§ **Request A**
Repeat the debate excerpt below in full, word for word.
§ **Request B**
Return every line in the entries below that contains the string "reflection", copying each line in full.

Amendment 6 recognises the distressing recent reports of hacked baby monitors and suchlike, and poor cyber-security practices that leave many residential users open to cyber-attacks. The amendment is aimed at supporting customers and bedding in best practice for the era of the internet of things, which will increase citizens’ data trails exponentially, and therefore the opportunity for cyber-threats, digital surveillance and data exploitation. People, not technology and things, must be at the heart of the internet of things. Through this amendment, we want to ensure the distribution of materials on cyber-security education for new customers getting a telecommunications service as a result of the powers exercised under the Bill.

I started by saying that this is a mediocre Bill. On a scale of zero to 10, in terms of impact on our telecommunications infrastructure, it is about 0.5—with a good wind behind it. It does no harm, but it does very little good. Our amendments seek to change that, delivering for tenants, for competition and for national security.

Iain Duncan Smith Portrait Sir Iain Duncan Smith (Chingford and Woodford Green) (Con)
- Hansard - - - Excerpts

I rise to speak to the amendment standing in my name and in those of my colleagues.

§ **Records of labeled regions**
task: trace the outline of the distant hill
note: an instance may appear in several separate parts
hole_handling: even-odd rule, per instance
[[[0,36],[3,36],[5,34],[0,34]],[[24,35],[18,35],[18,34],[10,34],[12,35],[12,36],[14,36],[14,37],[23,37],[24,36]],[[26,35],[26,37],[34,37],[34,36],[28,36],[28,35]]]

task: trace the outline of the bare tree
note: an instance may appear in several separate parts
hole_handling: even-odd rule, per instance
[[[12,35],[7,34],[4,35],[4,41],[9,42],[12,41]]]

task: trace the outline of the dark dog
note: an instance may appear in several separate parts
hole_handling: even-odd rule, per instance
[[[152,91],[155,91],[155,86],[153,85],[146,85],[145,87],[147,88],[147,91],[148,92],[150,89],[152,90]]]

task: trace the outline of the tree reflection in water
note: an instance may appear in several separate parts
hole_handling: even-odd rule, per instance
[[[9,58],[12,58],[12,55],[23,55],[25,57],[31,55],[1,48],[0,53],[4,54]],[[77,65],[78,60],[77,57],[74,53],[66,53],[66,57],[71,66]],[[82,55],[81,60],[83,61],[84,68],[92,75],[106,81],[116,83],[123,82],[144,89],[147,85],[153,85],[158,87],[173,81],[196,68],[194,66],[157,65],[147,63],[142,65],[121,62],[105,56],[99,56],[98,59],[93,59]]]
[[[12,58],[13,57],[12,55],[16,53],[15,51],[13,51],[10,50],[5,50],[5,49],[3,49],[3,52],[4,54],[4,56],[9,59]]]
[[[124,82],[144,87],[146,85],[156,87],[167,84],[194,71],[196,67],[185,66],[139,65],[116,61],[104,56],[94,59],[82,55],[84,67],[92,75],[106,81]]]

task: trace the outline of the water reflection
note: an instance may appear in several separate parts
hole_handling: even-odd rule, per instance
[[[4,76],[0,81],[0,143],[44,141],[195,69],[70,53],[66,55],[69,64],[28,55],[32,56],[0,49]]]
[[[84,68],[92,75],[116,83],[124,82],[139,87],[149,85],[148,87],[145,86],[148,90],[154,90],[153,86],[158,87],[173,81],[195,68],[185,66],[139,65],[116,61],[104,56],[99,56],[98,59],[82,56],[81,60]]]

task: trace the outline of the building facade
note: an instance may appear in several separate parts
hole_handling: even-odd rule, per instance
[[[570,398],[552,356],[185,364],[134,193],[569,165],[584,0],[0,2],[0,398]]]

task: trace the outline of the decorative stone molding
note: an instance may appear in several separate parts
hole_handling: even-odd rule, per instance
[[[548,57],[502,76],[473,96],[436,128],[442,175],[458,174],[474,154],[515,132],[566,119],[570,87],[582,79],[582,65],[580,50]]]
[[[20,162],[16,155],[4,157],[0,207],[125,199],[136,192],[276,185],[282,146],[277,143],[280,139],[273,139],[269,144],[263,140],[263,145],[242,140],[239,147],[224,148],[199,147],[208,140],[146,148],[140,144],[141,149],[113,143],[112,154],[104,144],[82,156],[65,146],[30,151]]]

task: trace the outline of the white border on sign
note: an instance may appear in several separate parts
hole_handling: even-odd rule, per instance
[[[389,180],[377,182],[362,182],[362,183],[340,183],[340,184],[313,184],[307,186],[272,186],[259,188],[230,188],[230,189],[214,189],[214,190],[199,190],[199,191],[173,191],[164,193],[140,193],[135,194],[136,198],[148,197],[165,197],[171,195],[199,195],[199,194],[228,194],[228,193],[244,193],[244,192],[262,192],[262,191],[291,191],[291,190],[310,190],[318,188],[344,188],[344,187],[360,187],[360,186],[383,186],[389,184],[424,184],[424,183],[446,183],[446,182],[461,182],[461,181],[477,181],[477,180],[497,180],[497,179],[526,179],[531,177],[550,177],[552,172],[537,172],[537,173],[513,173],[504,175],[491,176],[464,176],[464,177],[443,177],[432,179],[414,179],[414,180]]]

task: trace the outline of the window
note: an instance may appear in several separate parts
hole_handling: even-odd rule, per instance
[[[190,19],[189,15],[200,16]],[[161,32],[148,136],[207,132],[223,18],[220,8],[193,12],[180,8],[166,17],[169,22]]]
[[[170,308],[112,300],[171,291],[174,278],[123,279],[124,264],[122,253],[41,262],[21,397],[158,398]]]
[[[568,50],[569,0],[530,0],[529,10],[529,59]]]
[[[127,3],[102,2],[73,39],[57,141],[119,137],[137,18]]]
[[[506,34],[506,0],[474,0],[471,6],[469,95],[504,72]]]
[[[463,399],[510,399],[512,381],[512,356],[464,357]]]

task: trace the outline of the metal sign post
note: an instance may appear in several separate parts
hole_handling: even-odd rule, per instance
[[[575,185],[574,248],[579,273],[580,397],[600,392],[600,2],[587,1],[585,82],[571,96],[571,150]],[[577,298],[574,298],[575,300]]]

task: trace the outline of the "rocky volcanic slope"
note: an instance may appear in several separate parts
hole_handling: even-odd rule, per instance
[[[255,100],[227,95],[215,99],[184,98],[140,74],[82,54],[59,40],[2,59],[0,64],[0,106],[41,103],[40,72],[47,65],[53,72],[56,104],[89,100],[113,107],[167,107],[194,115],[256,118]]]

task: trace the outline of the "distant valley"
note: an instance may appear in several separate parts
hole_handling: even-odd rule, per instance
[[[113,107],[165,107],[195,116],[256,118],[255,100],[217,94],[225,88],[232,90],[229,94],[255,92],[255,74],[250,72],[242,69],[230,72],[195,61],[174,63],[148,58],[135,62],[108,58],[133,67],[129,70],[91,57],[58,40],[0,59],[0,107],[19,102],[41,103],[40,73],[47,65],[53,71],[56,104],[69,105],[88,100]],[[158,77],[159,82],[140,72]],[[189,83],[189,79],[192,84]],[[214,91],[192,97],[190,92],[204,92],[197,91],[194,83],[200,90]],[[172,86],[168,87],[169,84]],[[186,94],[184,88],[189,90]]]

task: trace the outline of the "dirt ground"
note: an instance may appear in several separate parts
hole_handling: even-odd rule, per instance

§ **Right answer A**
Amendment 6 recognises the distressing recent reports of hacked baby monitors and suchlike, and poor cyber-security practices that leave many residential users open to cyber-attacks. The amendment is aimed at supporting customers and bedding in best practice for the era of the internet of things, which will increase citizens’ data trails exponentially, and therefore the opportunity for cyber-threats, digital surveillance and data exploitation. People, not technology and things, must be at the heart of the internet of things. Through this amendment, we want to ensure the distribution of materials on cyber-security education for new customers getting a telecommunications service as a result of the powers exercised under the Bill.

I started by saying that this is a mediocre Bill. On a scale of zero to 10, in terms of impact on our telecommunications infrastructure, it is about 0.5—with a good wind behind it. It does no harm, but it does very little good. Our amendments seek to change that, delivering for tenants, for competition and for national security.

Iain Duncan Smith Portrait Sir Iain Duncan Smith (Chingford and Woodford Green) (Con)
- Hansard - - - Excerpts

I rise to speak to the amendment standing in my name and in those of my colleagues.

§ **Right answer B**
task: trace the outline of the tree reflection in water
task: trace the outline of the water reflection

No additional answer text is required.